Short problem:
Reproduce the records from the line containing "Dataset curation — object class: railing" through the line containing "[0,331,379,537]", inclusive, with each request unchanged. Multiply every bounding-box coordinate in the answers by 2.25 and round to the nearest whole number, with halves rounded up.

── Supplied records ──

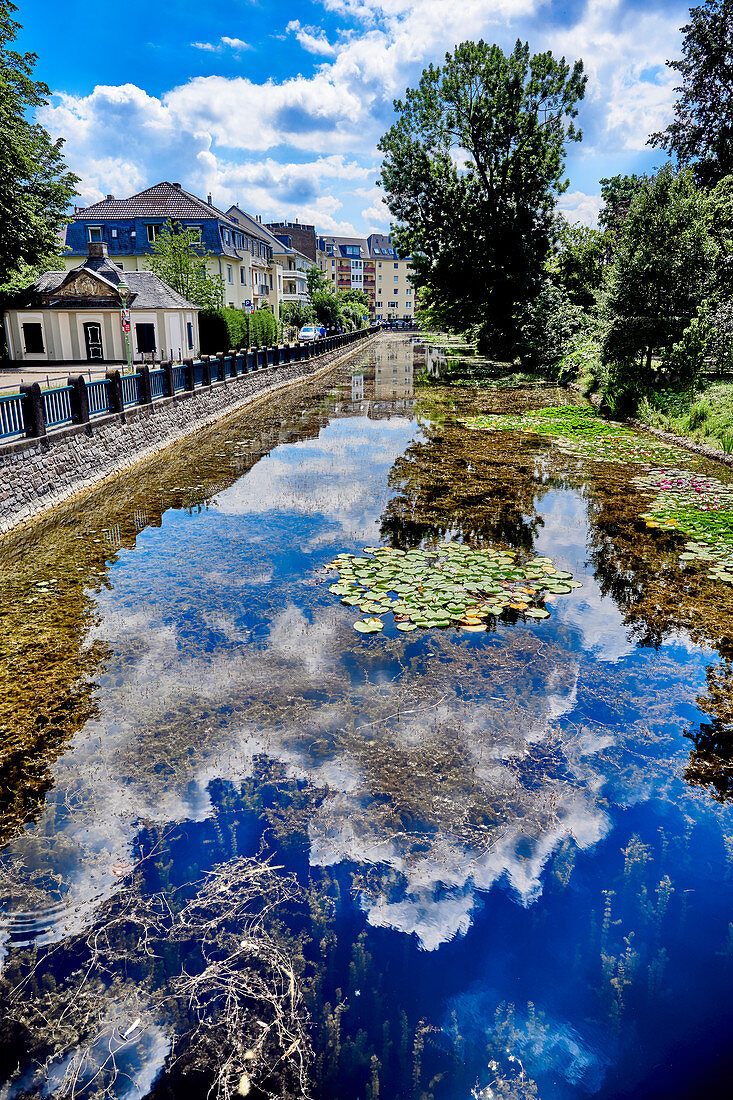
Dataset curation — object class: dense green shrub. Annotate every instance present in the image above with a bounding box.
[198,307,280,355]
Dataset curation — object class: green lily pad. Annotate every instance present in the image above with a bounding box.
[353,619,384,634]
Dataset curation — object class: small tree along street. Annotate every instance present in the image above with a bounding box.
[149,221,223,309]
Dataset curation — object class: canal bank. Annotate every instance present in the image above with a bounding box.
[0,334,375,536]
[0,338,733,1100]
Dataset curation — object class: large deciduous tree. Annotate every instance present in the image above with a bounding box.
[0,0,78,288]
[649,0,733,187]
[603,164,720,381]
[380,42,586,355]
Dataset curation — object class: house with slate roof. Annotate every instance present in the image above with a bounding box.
[64,182,278,315]
[3,241,199,364]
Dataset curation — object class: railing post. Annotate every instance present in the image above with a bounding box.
[161,360,175,397]
[107,371,124,413]
[140,363,153,405]
[68,374,89,424]
[20,382,46,439]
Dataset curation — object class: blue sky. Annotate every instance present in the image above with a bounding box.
[17,0,688,233]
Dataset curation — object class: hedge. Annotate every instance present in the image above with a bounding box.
[198,307,278,355]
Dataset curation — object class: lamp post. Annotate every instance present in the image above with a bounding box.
[117,278,132,374]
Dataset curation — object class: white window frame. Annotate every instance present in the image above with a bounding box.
[70,312,104,363]
[18,314,48,363]
[130,312,161,362]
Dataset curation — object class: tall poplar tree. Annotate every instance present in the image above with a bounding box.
[0,0,78,287]
[380,42,586,355]
[649,0,733,187]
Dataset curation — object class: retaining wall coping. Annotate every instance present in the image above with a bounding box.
[0,331,379,537]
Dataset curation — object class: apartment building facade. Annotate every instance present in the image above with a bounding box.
[64,182,278,314]
[265,218,318,264]
[317,233,416,322]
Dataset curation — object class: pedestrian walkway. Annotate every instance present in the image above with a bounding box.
[0,362,124,391]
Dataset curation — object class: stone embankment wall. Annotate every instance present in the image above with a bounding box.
[0,327,375,535]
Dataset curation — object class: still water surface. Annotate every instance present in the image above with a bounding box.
[0,336,733,1100]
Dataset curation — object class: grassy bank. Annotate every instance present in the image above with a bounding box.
[636,381,733,454]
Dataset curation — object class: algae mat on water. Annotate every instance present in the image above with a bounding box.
[461,405,733,584]
[326,542,581,634]
[635,469,733,584]
[461,405,686,463]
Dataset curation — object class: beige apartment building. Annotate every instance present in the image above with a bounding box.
[317,233,416,322]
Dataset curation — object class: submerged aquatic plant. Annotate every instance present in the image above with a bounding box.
[326,542,581,634]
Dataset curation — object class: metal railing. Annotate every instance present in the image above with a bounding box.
[0,329,374,443]
[122,374,142,406]
[41,386,74,428]
[150,367,165,400]
[0,394,26,439]
[87,378,110,417]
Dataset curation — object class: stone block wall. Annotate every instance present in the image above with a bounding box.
[0,337,375,535]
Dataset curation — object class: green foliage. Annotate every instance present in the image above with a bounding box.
[512,279,583,376]
[603,165,716,387]
[0,0,79,289]
[147,220,223,309]
[598,175,648,238]
[249,306,278,348]
[198,306,280,355]
[557,328,601,392]
[310,288,342,329]
[545,217,609,309]
[649,0,733,187]
[668,303,710,405]
[280,301,316,331]
[380,42,586,355]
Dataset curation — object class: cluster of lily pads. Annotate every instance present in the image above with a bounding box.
[462,405,677,463]
[326,542,581,634]
[636,470,733,584]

───

Answer to this task:
Dataset curation — object class: railing post. Annotate every instance present in the image above with a bounding box.
[362,810,394,893]
[241,835,279,929]
[315,817,344,911]
[153,842,200,954]
[45,860,104,988]
Dataset curation — object class: blue sky. Annotate every instance present in the image above with a bounding box.
[38,0,1548,524]
Dataset curation — object class: hedge. Annotate every instance present in the image above with a bounding box.
[446,691,626,799]
Dataset curation — object class: lamp post. Annotate every instance present in the image above with a bounding box.
[263,626,297,842]
Dataset curation — object class: white window frame. Annotate every instance present in the image above with a bounding box.
[158,702,234,817]
[41,707,108,817]
[293,702,362,815]
Dataset curation — object class: tall poplar tree. Annotate every instance present in the image above with a bounding box.
[0,0,176,646]
[855,95,1319,799]
[1460,0,1649,421]
Dataset curation — object class: retaining wall coping. Annotate every instance present in the image above with a bounding box.
[0,745,853,1208]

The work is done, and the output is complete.